**GOAL OF THE EXERCISE:** Copy out exactly the lines from the line containing "find the red carpet aisle in the photo above" to the end of the listing.

**MATERIAL PROVIDED:**
========================
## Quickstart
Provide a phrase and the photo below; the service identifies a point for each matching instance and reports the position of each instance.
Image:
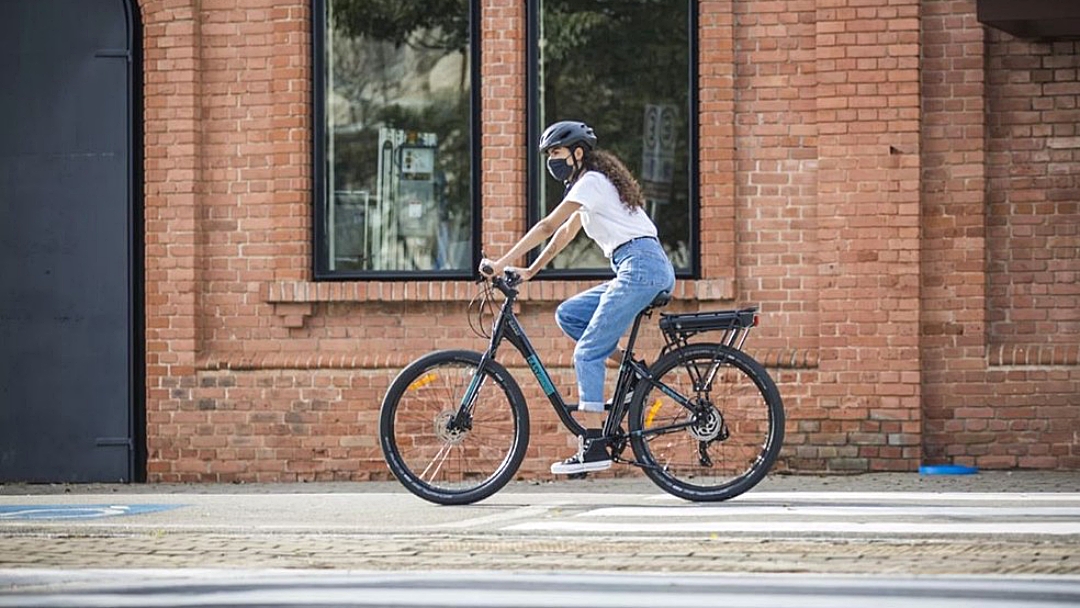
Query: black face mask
(559, 170)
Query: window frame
(320, 240)
(534, 130)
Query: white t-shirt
(603, 215)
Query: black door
(67, 241)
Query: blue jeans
(597, 319)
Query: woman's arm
(536, 235)
(563, 238)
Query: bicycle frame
(631, 372)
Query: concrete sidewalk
(983, 482)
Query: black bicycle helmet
(568, 133)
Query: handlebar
(508, 281)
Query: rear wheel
(440, 456)
(728, 436)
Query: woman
(603, 198)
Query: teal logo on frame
(541, 375)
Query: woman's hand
(490, 268)
(525, 273)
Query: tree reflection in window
(397, 135)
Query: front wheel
(727, 435)
(439, 455)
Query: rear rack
(734, 324)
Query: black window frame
(320, 252)
(534, 130)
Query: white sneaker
(579, 463)
(593, 406)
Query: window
(626, 68)
(395, 179)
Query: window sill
(294, 300)
(308, 292)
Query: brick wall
(821, 167)
(1000, 245)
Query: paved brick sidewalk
(118, 546)
(366, 552)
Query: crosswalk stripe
(834, 513)
(862, 511)
(1009, 528)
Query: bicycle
(705, 420)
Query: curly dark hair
(630, 190)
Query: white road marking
(835, 513)
(814, 511)
(1002, 528)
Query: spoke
(441, 458)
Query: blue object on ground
(947, 470)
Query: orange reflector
(652, 413)
(422, 381)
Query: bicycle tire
(751, 415)
(453, 467)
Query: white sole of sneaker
(559, 469)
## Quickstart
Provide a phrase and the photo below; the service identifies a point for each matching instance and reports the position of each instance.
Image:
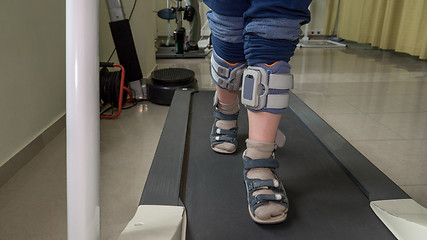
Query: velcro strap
(281, 81)
(277, 100)
(222, 116)
(248, 163)
(270, 197)
(254, 184)
(223, 138)
(231, 132)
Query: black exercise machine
(329, 183)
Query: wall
(32, 63)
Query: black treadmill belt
(324, 202)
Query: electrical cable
(130, 16)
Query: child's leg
(271, 34)
(228, 64)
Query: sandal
(274, 185)
(219, 135)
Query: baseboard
(15, 163)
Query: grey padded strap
(281, 81)
(228, 78)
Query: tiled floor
(376, 99)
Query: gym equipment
(111, 89)
(125, 46)
(330, 185)
(177, 51)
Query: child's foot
(224, 129)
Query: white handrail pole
(83, 149)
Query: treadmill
(330, 185)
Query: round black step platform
(164, 82)
(170, 76)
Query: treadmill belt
(324, 202)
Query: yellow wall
(32, 64)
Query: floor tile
(389, 103)
(417, 192)
(408, 125)
(404, 161)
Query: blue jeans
(256, 31)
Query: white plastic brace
(228, 78)
(257, 86)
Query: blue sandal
(275, 185)
(219, 135)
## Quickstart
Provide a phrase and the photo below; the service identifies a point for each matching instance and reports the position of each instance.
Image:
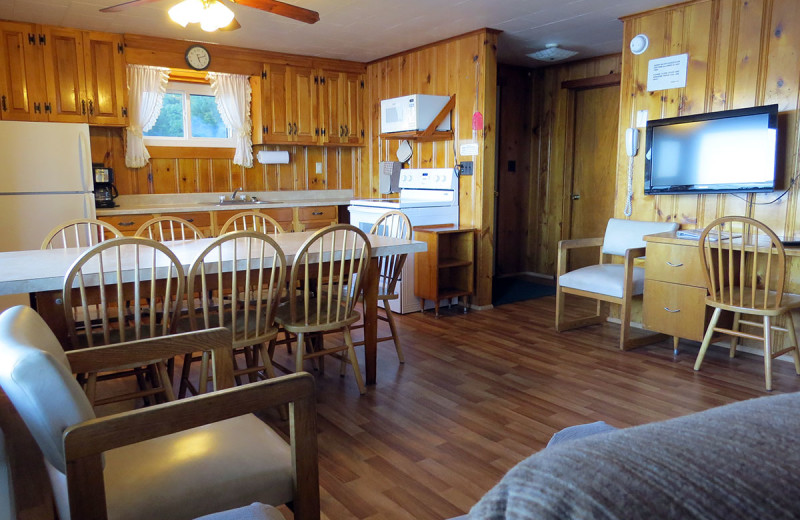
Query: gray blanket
(740, 461)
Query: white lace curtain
(233, 94)
(146, 88)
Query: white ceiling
(365, 30)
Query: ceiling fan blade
(125, 5)
(231, 26)
(281, 8)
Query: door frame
(573, 87)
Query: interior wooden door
(594, 166)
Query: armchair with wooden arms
(605, 281)
(175, 460)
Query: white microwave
(413, 112)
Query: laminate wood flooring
(481, 391)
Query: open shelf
(430, 133)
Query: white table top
(44, 270)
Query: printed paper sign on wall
(668, 72)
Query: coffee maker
(104, 190)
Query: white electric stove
(427, 197)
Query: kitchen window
(189, 117)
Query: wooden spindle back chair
(744, 264)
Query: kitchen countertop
(190, 202)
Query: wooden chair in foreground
(252, 221)
(328, 270)
(176, 460)
(244, 301)
(79, 233)
(393, 224)
(608, 282)
(163, 229)
(745, 274)
(121, 290)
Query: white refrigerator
(45, 180)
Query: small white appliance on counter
(45, 180)
(427, 197)
(414, 112)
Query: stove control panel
(432, 179)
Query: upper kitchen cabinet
(106, 89)
(341, 107)
(22, 91)
(288, 106)
(64, 75)
(307, 105)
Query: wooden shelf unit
(430, 133)
(446, 269)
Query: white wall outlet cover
(639, 43)
(404, 151)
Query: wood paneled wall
(742, 53)
(191, 170)
(195, 170)
(548, 189)
(467, 67)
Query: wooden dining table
(40, 273)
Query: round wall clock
(197, 57)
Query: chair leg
(768, 352)
(354, 360)
(298, 364)
(707, 338)
(735, 339)
(393, 328)
(793, 339)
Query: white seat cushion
(607, 279)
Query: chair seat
(241, 459)
(284, 319)
(607, 279)
(789, 301)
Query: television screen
(719, 152)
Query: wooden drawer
(328, 213)
(201, 219)
(127, 224)
(674, 309)
(674, 263)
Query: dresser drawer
(674, 309)
(674, 263)
(127, 224)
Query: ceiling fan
(270, 6)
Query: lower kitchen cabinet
(446, 269)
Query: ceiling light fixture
(210, 14)
(552, 52)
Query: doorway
(591, 155)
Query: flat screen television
(719, 152)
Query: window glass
(170, 120)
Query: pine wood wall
(548, 187)
(467, 67)
(191, 170)
(742, 53)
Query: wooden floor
(481, 391)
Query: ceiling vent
(552, 52)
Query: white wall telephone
(632, 141)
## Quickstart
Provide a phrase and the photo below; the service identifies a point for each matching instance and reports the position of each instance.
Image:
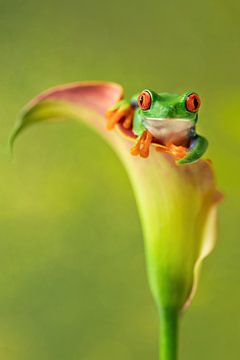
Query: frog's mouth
(167, 130)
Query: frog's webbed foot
(143, 144)
(122, 111)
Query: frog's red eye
(144, 100)
(193, 102)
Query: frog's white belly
(169, 130)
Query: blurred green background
(72, 271)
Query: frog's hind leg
(197, 148)
(142, 145)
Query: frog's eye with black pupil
(193, 102)
(144, 100)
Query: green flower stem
(168, 334)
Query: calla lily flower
(177, 203)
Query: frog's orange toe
(178, 152)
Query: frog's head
(166, 106)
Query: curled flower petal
(177, 203)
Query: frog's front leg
(142, 145)
(198, 146)
(122, 111)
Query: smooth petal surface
(177, 204)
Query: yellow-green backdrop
(72, 273)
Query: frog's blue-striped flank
(166, 120)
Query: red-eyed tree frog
(166, 120)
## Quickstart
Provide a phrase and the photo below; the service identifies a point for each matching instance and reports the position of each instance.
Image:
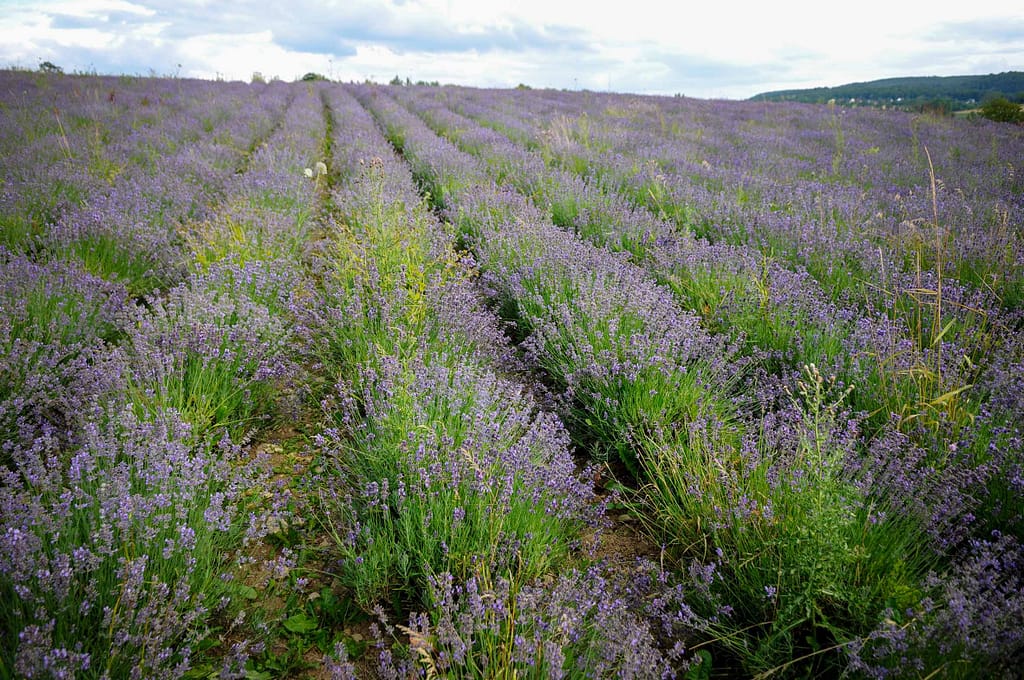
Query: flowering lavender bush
(112, 551)
(54, 353)
(213, 350)
(579, 625)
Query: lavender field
(332, 380)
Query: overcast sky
(705, 48)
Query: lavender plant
(114, 552)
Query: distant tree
(1003, 111)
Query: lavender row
(780, 313)
(816, 187)
(168, 154)
(448, 480)
(905, 371)
(740, 502)
(125, 499)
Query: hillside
(955, 91)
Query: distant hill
(952, 92)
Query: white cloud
(701, 48)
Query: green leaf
(300, 624)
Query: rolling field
(332, 380)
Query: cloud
(993, 31)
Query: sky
(706, 48)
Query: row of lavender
(957, 390)
(140, 346)
(132, 375)
(745, 481)
(826, 188)
(445, 486)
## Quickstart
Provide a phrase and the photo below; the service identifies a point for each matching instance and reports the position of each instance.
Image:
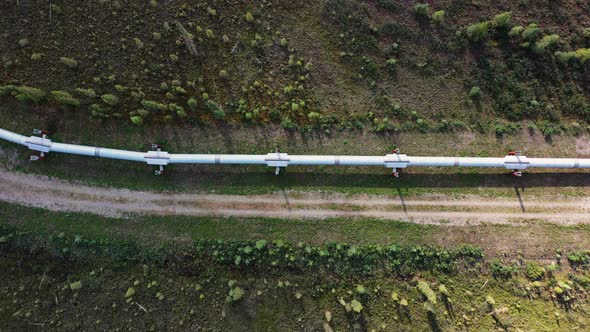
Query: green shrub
(422, 9)
(545, 42)
(475, 92)
(137, 120)
(438, 17)
(516, 31)
(531, 32)
(153, 106)
(478, 31)
(192, 104)
(179, 110)
(110, 100)
(501, 271)
(89, 93)
(502, 21)
(37, 56)
(6, 90)
(143, 113)
(583, 54)
(28, 94)
(69, 62)
(138, 43)
(534, 271)
(565, 56)
(427, 291)
(63, 98)
(287, 123)
(391, 62)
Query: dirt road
(59, 195)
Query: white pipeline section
(514, 161)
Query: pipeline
(515, 162)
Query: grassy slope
(435, 71)
(36, 290)
(496, 240)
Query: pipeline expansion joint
(40, 143)
(277, 160)
(158, 158)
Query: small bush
(422, 9)
(502, 21)
(287, 123)
(565, 56)
(534, 271)
(28, 94)
(501, 271)
(110, 100)
(475, 92)
(427, 291)
(69, 62)
(531, 32)
(89, 93)
(546, 42)
(153, 106)
(583, 54)
(438, 17)
(5, 90)
(137, 120)
(249, 17)
(516, 31)
(63, 98)
(37, 56)
(478, 31)
(192, 104)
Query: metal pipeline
(514, 162)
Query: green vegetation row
(248, 73)
(339, 258)
(415, 122)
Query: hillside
(384, 65)
(102, 244)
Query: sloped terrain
(335, 64)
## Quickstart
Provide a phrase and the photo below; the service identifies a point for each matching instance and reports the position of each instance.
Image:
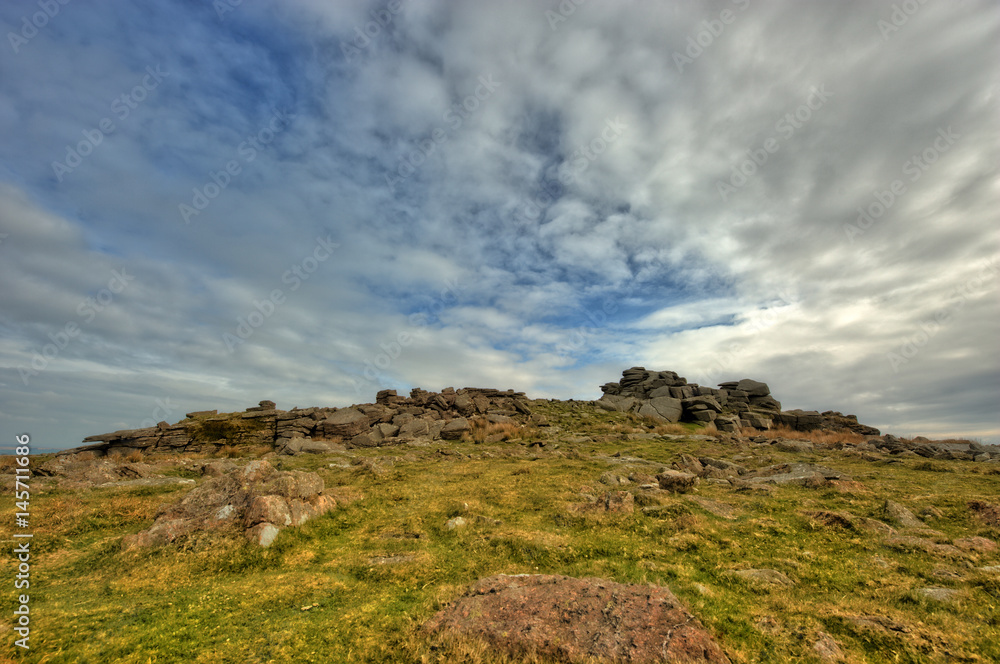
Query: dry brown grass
(135, 456)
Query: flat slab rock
(577, 620)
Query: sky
(207, 204)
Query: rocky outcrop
(668, 397)
(256, 499)
(392, 419)
(579, 620)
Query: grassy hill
(357, 584)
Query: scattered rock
(827, 648)
(833, 519)
(715, 507)
(986, 512)
(769, 577)
(939, 594)
(575, 620)
(455, 523)
(977, 544)
(619, 502)
(256, 497)
(786, 445)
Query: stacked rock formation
(392, 419)
(666, 396)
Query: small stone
(619, 502)
(768, 577)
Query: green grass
(218, 599)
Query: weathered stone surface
(263, 534)
(273, 509)
(940, 594)
(788, 445)
(574, 620)
(976, 544)
(827, 649)
(620, 502)
(767, 577)
(252, 497)
(804, 474)
(722, 510)
(455, 429)
(615, 402)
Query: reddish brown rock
(574, 619)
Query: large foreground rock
(574, 619)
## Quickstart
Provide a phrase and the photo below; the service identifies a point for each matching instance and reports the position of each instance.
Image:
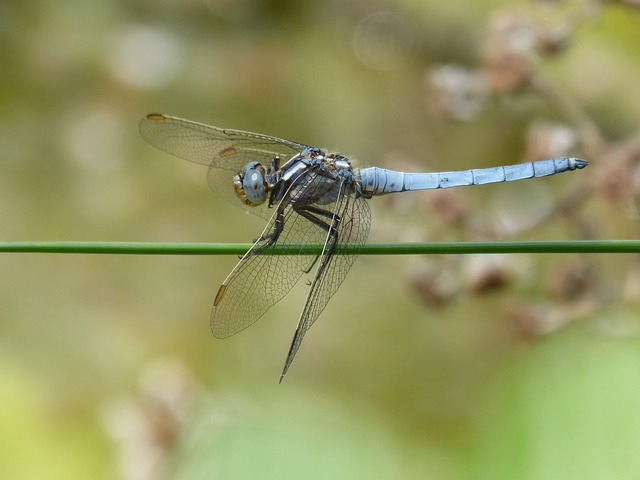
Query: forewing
(353, 229)
(224, 151)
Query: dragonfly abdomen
(379, 181)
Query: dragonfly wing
(353, 220)
(224, 151)
(212, 146)
(262, 279)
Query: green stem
(442, 248)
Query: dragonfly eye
(251, 184)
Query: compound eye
(254, 183)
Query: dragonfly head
(251, 184)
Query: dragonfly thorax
(251, 184)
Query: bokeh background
(421, 367)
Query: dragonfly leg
(272, 237)
(311, 213)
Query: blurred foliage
(443, 367)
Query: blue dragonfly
(308, 197)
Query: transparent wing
(224, 151)
(353, 221)
(259, 281)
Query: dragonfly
(308, 197)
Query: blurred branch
(590, 137)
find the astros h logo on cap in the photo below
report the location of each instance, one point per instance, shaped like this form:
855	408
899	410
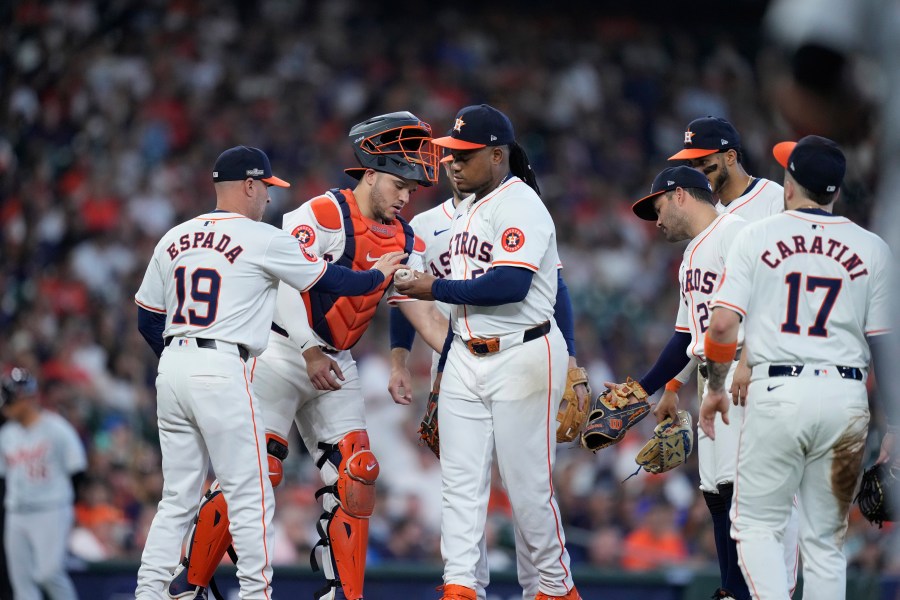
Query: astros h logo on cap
666	181
706	136
815	162
476	127
242	162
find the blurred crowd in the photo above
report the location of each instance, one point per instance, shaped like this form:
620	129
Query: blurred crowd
114	112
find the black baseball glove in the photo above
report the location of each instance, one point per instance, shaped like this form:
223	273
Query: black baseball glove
877	491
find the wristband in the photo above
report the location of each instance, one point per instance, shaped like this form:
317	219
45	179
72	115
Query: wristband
718	351
674	386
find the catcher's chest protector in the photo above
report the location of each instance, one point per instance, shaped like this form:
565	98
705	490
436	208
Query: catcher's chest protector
341	320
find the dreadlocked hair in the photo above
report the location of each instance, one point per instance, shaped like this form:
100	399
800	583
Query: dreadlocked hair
521	168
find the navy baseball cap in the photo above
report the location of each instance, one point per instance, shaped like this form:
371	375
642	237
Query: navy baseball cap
815	162
476	127
241	162
706	136
667	180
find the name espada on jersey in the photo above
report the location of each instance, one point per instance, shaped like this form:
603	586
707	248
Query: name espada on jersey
699	275
762	198
218	273
811	287
508	227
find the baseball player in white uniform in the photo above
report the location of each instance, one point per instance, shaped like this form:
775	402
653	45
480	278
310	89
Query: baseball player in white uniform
713	146
307	374
205	305
507	362
433	225
811	287
41	458
433	228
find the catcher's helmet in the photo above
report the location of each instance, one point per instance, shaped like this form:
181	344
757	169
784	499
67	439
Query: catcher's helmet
397	143
18	382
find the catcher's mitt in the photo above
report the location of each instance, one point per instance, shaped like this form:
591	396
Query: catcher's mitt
670	446
428	428
876	492
612	414
570	417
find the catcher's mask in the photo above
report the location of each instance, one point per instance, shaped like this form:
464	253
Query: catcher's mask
397	143
17	383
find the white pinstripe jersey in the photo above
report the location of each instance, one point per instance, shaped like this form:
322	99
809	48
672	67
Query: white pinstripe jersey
763	199
215	277
433	227
699	275
810	287
508	227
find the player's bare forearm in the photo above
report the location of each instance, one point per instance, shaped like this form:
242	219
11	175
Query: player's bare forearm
667	406
400	383
419	287
740	383
722	332
717	374
427	320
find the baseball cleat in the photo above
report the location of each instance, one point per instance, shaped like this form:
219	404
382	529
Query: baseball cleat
458	592
180	589
572	595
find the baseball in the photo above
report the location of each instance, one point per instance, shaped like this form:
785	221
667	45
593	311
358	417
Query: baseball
401	275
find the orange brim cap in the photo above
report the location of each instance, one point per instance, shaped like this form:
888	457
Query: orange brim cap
782	152
691	153
456	144
276	181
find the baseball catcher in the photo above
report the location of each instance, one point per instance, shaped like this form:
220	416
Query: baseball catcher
572	415
879	483
670	446
614	412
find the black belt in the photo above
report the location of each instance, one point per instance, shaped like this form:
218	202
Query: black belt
482	346
795	370
211	344
283	332
704	368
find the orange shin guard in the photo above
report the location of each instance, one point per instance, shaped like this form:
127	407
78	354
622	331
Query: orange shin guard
346	533
210	539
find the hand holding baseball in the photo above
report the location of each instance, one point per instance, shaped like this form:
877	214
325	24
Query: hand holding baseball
401	275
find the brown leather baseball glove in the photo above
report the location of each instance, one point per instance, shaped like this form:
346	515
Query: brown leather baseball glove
613	413
572	417
670	446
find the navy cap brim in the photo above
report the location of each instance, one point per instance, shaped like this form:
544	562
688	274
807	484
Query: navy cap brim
456	144
643	208
276	181
692	153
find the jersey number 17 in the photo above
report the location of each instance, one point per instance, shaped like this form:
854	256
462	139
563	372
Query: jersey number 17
794	282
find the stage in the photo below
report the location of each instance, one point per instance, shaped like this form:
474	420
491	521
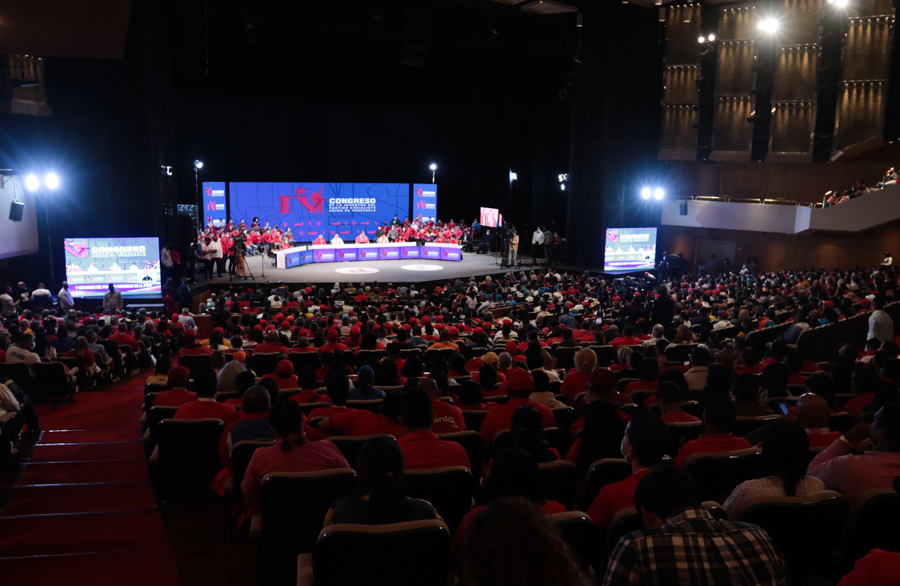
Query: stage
383	271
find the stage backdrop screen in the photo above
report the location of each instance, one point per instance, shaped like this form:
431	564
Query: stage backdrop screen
214	203
425	201
131	264
629	249
313	208
490	217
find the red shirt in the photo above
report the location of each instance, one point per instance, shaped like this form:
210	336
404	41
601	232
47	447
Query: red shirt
363	422
613	498
424	450
200	409
447	418
711	442
174	398
499	418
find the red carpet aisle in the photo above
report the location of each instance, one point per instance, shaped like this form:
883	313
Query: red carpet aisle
83	513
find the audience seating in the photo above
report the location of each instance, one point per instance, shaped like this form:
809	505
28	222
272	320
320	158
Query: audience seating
472	441
558	480
602	472
717	473
873	523
401	554
188	459
51	384
805	528
294	505
451	491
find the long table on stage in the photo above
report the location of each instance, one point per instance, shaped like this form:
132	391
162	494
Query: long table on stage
316	253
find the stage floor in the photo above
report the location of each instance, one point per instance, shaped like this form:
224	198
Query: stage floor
383	271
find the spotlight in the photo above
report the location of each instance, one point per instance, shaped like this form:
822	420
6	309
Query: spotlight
32	182
768	25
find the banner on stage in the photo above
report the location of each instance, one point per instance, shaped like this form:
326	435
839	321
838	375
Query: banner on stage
311	209
131	264
214	203
629	249
425	201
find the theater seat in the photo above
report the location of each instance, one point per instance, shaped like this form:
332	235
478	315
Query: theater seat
451	491
805	528
188	459
416	553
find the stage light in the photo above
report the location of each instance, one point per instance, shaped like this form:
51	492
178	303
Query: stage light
32	182
768	25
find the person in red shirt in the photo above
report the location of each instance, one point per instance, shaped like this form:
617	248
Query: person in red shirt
205	405
718	419
520	385
448	418
423	449
272	345
192	347
643	446
176	393
362	422
284	375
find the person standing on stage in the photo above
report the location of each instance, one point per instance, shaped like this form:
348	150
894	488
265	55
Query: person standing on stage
========================
**ANSWER TO THE EXERCISE:**
find the red carpet aisle in the photo above
report the location of each instance, one point per instance, shaped like this form:
883	313
Query: red carpet aisle
83	513
find the audience seating in the photo above
report the location of each instance, one point per instance, shaped like this form:
809	505
28	222
272	320
320	158
Query: audience seating
472	441
558	480
602	472
717	473
873	523
401	554
188	459
51	384
805	528
294	505
451	491
find the long table on stage in the photo above
report the location of each instance, one point per instance, shaped like this form:
132	391
162	494
Query: long table on stage
316	253
find the stage floor in the photo above
report the location of each instance, one point per instance, shaped like this form:
224	198
Query: stage floor
383	271
find the spotlight in the photo above
report the location of each instance, one point per instance, shaped like this form:
822	420
6	309
Query: spotlight
32	182
768	25
find the banner on stage in the photo above
report the location of each instance, one point per instance, shaped like this form:
326	435
839	321
838	375
Query: banner on stage
311	209
131	264
214	203
629	249
425	201
find the theater seat in the photo above
report the location of each instance, one point per instance, shaped like this form:
332	235
478	315
Query: theater seat
451	491
805	528
188	459
416	553
find the stage light in the photo above
report the location of each instance, one point per instance, shaped like this form:
51	492
178	303
Query: stage light
32	182
768	25
find the person in red shirt in the photo above
report the location of each instance, one point per instance, shaped like this form:
617	248
Query: person in red shirt
205	405
718	419
520	385
448	418
423	449
272	345
192	347
643	446
176	393
362	422
284	375
find the person standing on stage in the photo above
report the location of each instance, one point per instance, shaped like this form:
348	150
894	488
265	55
Query: person standing on stage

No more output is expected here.